Short exercise => Recast the material between the lines holding "of the quilted" and "column 203, row 323", inclusive, as a two-column CSV headed instruction and response. Each row pairs a line of text with the coordinates listed under it, every field is quoted, and line breaks are replaced with spaces.

=-=-=-=-=

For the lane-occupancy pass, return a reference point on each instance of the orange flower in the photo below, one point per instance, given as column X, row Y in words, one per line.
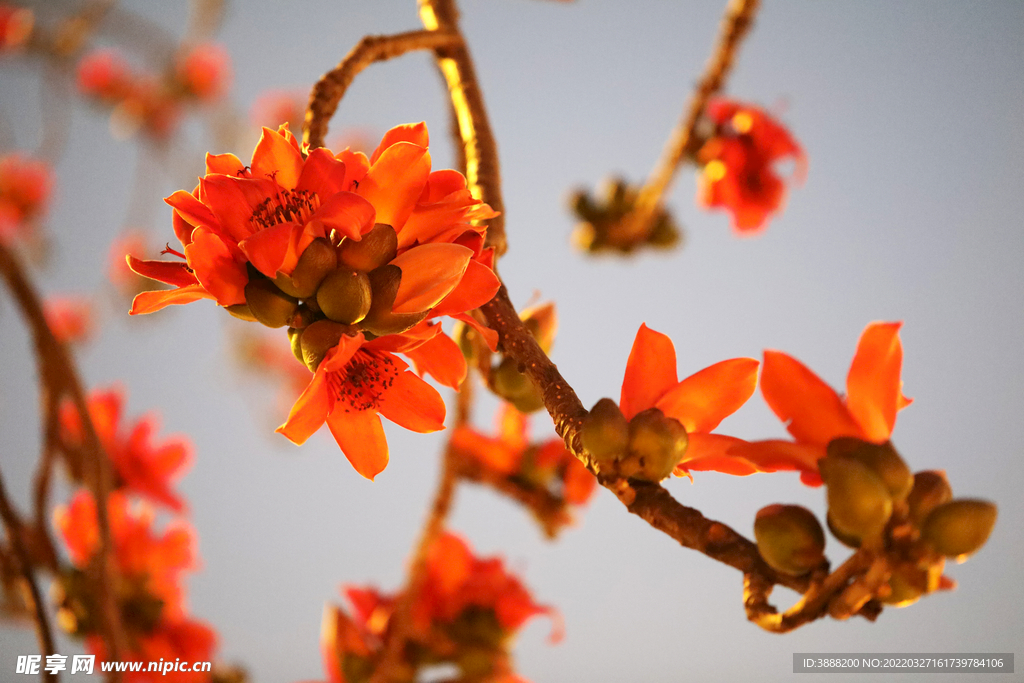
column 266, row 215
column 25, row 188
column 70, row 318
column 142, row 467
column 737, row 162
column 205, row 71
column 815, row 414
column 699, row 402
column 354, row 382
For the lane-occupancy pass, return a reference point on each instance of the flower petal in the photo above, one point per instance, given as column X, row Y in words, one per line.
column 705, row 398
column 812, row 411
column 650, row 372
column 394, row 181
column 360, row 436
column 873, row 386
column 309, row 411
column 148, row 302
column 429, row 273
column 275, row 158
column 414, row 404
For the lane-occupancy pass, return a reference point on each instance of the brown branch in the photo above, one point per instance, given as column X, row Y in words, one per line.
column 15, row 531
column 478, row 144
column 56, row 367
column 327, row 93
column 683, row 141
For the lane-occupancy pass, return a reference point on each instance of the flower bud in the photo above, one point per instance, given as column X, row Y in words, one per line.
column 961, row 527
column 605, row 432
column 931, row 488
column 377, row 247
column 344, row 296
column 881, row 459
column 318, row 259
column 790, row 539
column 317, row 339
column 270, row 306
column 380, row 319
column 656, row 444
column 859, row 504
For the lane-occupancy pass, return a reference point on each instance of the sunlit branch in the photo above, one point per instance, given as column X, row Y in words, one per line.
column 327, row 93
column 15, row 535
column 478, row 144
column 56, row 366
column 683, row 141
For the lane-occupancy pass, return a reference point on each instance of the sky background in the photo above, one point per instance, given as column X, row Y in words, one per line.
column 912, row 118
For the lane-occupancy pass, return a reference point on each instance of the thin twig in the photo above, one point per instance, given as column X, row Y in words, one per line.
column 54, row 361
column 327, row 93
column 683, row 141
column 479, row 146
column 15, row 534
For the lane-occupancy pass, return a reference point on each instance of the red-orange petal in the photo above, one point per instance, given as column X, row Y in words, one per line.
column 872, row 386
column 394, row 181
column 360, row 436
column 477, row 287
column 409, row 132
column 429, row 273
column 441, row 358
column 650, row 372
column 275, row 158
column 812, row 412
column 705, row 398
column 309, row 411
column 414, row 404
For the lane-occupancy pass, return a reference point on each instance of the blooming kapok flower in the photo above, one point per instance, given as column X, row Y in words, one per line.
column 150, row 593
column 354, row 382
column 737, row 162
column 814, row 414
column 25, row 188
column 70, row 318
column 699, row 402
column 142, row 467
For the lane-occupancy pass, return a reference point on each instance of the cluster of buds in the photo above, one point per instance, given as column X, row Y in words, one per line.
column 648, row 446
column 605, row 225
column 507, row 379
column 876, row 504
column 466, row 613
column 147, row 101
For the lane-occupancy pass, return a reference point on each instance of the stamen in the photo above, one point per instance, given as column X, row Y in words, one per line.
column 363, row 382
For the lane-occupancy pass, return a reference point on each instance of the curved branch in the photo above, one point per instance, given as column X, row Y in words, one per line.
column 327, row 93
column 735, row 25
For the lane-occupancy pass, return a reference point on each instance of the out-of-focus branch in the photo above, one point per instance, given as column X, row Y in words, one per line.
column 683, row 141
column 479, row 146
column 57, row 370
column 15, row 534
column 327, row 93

=-=-=-=-=

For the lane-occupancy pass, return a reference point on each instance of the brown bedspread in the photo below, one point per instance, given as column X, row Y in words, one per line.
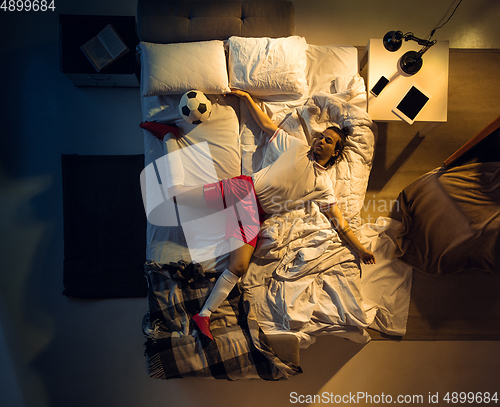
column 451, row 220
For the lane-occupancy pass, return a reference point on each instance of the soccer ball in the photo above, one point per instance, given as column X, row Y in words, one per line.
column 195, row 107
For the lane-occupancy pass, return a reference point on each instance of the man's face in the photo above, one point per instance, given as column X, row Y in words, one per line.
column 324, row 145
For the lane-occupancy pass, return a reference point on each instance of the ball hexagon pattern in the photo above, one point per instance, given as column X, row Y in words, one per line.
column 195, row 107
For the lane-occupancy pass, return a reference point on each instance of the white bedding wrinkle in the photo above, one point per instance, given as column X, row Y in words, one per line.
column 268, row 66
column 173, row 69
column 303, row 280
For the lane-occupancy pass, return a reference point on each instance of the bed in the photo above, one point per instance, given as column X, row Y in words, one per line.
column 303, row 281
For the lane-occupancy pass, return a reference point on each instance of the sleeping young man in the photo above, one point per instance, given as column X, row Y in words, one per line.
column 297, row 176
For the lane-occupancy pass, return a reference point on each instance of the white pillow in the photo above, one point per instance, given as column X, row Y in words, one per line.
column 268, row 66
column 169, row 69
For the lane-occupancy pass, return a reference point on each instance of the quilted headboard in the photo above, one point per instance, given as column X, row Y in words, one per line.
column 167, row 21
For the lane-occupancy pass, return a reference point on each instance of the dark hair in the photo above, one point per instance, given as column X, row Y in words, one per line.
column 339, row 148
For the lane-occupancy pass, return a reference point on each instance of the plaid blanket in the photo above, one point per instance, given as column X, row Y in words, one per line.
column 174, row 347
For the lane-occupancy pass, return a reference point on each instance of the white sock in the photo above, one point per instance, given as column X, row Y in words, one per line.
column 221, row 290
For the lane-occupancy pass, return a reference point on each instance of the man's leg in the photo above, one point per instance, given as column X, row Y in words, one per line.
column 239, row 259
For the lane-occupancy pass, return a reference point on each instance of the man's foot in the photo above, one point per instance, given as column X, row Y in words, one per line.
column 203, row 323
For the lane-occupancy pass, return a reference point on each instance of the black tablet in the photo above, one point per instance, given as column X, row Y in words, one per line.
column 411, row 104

=-=-=-=-=

Result =>
instruction,response
"For the lane-occupancy pass, return a reference point on each instance of the quilted headboard in the photo above, one point per instance, given as column X, row Y in words, one per line.","column 167, row 21"
"For the lane-occupancy pass, return a reference point on each instance of the dark hair in the photo above, one point per instance, given as column X, row Y in words, one per line.","column 339, row 148"
"For the lane-occupancy pass, return a reference point on each instance of the plaid blanket in the photo above, one point per instance, given as column X, row Y in words, one per line.","column 174, row 347"
"For the lane-occupancy pass, return a reference point on each instance of the white sock in the photo above, one point per instance, given as column X, row Y in words, one per line.","column 221, row 290"
"For the lane-occupancy pass, return a reference point on each instance of the man's leg in the photo above, one point per instance, given as column X, row Y in words, one per line.","column 239, row 259"
"For the lane-occupancy pass, return a reference point on each instance of the man's foot in the photo above, one point per instance, given as column X, row Y in words, one per line.","column 203, row 323"